*Record list*
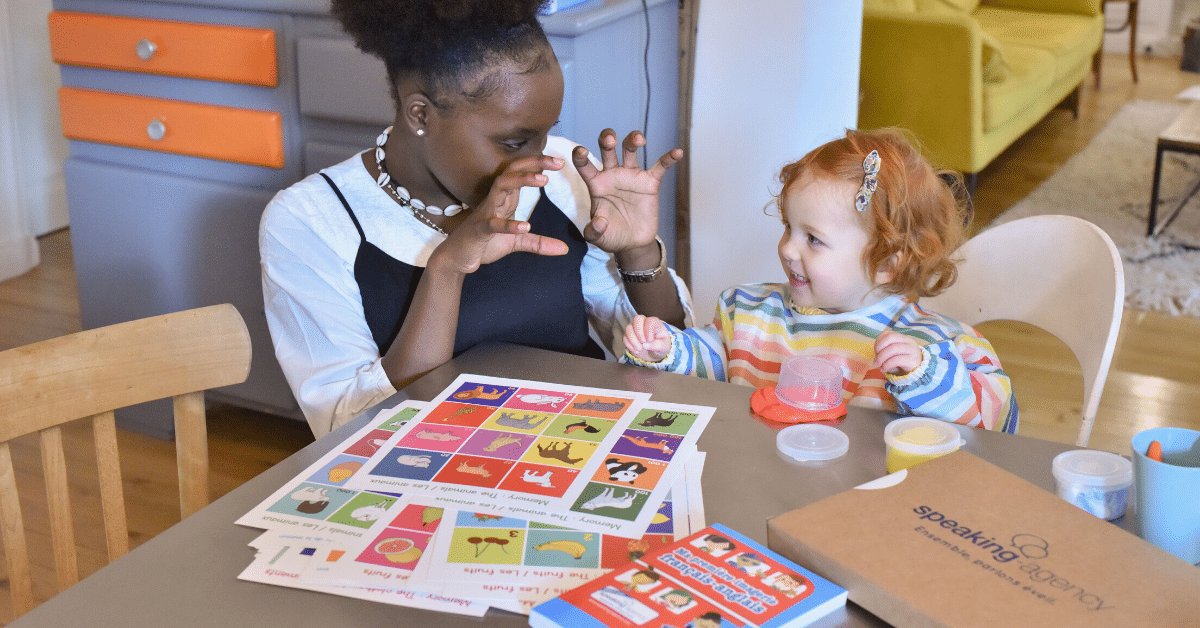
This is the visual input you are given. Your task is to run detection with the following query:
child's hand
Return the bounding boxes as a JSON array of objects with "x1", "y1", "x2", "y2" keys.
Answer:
[
  {"x1": 625, "y1": 315, "x2": 671, "y2": 363},
  {"x1": 874, "y1": 330, "x2": 923, "y2": 375}
]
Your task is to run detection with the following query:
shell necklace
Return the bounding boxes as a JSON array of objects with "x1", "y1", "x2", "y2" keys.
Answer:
[{"x1": 376, "y1": 126, "x2": 467, "y2": 235}]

*Exercise task*
Copy out all the lines above, scaling every bounding box coordinate in the answers by 2.6 and rounding each result to a whole number, with halves rounded up. Leave the pictures out.

*Reply to the exercise*
This is the visual input you are given. Your task is to run detection with the following query:
child's hand
Return the bounding boxes as a JSON array of objects with "x1", "y1", "x2", "y2" keys.
Answer:
[
  {"x1": 1625, "y1": 819, "x2": 1745, "y2": 944},
  {"x1": 2272, "y1": 858, "x2": 2400, "y2": 975}
]
Your task is to run detection with the following query:
shell necklace
Return the bounding boxes as a JSON array of objects with "x1", "y1", "x2", "y2" keys.
Answer:
[{"x1": 978, "y1": 328, "x2": 1214, "y2": 611}]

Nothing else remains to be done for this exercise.